What you are asked to do
Set down exactly the stretch of lines below that opens at the line containing "the blue ski" and continues through the last line of the entries, and nothing else.

── Provided records ──

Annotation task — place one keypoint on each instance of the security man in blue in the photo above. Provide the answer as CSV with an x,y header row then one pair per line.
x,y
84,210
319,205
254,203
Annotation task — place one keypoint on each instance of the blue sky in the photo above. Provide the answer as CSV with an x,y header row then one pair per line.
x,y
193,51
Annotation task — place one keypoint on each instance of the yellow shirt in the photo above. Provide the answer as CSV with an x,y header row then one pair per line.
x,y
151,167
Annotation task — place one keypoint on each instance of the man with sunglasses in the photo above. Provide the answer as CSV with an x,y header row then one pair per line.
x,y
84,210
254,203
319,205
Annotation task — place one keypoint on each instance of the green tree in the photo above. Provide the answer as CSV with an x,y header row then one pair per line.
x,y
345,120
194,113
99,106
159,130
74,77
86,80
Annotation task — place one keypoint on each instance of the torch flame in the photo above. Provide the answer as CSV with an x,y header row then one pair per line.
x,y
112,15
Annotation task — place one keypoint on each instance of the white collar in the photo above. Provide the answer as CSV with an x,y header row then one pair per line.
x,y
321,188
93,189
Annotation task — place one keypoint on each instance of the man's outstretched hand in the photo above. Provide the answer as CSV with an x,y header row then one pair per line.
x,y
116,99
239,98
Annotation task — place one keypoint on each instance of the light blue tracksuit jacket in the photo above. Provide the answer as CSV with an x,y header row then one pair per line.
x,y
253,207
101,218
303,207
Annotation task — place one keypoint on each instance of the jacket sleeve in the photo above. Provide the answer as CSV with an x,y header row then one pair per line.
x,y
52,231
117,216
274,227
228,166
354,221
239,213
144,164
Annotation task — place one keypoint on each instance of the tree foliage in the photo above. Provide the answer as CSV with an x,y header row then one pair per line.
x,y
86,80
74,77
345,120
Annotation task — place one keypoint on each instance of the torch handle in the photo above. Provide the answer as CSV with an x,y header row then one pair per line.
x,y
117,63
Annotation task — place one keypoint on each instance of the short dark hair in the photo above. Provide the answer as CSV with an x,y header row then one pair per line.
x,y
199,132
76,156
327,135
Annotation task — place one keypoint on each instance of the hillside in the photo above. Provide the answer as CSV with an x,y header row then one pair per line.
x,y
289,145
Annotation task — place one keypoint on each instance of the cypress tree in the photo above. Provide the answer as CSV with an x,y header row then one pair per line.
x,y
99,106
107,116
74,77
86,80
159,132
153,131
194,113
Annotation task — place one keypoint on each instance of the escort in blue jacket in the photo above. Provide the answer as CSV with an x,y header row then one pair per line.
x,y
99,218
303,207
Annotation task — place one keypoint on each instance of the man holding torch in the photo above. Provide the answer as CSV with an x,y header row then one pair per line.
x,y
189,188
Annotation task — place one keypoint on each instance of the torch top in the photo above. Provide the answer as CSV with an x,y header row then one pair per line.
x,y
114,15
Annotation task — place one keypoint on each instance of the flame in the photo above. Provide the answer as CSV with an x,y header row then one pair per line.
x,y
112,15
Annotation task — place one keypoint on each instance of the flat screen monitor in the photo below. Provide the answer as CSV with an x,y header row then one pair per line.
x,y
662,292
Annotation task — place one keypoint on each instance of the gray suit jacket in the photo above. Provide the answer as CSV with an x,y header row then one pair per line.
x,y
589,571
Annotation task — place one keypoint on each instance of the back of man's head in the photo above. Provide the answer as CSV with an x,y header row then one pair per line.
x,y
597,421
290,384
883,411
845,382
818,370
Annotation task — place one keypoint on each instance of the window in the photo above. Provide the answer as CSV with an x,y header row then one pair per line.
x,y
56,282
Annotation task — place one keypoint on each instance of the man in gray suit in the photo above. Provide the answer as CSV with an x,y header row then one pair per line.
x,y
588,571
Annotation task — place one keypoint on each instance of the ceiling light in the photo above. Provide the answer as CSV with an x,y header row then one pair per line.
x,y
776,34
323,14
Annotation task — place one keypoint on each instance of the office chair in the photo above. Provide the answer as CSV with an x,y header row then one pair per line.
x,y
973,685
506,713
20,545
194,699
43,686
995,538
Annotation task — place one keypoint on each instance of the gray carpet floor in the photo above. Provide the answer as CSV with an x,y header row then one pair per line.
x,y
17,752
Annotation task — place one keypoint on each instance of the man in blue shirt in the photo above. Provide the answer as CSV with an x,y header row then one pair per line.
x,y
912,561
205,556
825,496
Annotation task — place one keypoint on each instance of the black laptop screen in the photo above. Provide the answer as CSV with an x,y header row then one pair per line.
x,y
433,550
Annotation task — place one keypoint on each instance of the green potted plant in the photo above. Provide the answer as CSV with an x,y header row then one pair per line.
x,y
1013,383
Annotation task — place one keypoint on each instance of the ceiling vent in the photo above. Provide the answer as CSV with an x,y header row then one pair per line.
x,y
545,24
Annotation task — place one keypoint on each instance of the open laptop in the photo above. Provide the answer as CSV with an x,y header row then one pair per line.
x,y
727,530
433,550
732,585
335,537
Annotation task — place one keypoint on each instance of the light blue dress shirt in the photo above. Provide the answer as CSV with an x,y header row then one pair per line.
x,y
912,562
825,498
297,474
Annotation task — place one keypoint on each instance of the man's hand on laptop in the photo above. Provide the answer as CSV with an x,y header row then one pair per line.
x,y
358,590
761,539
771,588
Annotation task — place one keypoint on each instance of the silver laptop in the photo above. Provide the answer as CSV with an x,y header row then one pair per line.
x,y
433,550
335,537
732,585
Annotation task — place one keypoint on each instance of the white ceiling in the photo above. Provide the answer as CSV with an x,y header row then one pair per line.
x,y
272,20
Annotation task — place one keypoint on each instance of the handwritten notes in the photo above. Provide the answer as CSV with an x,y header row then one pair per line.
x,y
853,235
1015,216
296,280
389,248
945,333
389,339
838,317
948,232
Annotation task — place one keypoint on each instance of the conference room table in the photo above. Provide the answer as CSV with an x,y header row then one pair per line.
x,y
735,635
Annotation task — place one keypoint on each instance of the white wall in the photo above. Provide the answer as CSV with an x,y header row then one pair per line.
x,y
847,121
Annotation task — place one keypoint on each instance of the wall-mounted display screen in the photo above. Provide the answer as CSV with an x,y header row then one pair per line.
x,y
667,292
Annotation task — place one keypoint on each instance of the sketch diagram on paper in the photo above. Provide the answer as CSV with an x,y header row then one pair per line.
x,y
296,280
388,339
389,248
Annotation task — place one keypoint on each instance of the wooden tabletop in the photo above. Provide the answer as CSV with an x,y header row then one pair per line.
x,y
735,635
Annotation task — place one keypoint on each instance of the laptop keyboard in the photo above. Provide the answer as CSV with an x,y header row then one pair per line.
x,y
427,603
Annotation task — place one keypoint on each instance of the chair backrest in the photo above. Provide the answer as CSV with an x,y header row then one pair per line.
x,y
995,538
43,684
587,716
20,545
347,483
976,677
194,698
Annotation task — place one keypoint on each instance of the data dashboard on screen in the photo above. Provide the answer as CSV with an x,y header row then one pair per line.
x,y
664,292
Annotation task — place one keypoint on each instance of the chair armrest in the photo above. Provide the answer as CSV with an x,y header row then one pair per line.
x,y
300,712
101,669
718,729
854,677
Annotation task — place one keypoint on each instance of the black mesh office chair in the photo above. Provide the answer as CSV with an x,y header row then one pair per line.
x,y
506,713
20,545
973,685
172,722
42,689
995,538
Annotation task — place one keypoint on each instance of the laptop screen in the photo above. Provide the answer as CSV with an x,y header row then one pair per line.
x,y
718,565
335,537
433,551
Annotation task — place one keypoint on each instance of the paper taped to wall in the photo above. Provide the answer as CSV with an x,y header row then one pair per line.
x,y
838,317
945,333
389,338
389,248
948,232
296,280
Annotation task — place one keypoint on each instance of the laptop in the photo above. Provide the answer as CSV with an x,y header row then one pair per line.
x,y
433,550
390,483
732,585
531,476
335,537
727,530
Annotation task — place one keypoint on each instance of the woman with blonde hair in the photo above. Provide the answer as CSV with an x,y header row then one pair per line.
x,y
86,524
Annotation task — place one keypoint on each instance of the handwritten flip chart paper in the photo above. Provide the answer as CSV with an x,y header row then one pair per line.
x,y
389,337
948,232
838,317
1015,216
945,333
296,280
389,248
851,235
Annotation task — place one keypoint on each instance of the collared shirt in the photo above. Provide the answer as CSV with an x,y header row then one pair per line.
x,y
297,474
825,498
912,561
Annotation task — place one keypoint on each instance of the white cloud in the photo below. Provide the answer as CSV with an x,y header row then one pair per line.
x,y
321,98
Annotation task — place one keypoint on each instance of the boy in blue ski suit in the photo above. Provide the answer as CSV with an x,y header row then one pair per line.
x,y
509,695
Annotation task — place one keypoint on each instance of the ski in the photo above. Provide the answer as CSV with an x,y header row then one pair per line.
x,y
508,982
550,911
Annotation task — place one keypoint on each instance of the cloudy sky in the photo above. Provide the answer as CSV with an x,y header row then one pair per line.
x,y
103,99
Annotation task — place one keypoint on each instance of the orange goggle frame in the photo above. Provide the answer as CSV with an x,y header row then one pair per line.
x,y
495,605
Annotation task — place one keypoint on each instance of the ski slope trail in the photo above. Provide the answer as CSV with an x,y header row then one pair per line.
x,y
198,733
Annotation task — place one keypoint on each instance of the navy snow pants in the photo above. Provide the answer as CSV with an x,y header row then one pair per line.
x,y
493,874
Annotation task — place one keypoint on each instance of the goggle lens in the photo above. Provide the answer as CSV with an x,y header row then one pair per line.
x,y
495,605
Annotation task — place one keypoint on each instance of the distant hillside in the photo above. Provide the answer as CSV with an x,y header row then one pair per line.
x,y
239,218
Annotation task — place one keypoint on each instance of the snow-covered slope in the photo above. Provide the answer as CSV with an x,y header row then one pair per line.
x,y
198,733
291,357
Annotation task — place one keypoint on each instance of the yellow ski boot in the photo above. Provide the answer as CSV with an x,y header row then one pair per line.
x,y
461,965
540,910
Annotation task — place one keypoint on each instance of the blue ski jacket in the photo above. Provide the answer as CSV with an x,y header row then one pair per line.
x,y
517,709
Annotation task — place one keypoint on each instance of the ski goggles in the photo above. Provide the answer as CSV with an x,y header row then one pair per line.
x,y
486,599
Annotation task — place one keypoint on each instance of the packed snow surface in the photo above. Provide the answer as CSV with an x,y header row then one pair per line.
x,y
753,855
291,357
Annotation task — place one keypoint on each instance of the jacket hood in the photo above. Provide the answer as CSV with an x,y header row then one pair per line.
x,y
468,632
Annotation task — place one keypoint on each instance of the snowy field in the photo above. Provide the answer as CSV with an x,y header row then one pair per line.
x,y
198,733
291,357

───

Worked solution
Annotation task — place one keypoint on each instance of the blue ski jacket in the photo above. Provide the answer as CSV with an x,y header row then one pair per line.
x,y
517,709
Annotation task — place one keypoint on each instance of the ski goggles in the photo above. Provide the answer as CSV with an x,y header row then one pair per line.
x,y
486,599
Annotation task — place one keypoint on each instance of the packed snow surface in the photo above. Provide the answer as CSV with an x,y header row then one pair per line.
x,y
753,855
291,357
Annotation task — place one keypoint on each instance of the jacket hood in the photo above. Provide the answer as CSV with an x,y header row then one pair per line.
x,y
468,632
Annotation task — place one keypoint on each instance of the snowy field in the photo above. Provide the answer as CSV with an x,y header row then one pair per line.
x,y
198,733
291,357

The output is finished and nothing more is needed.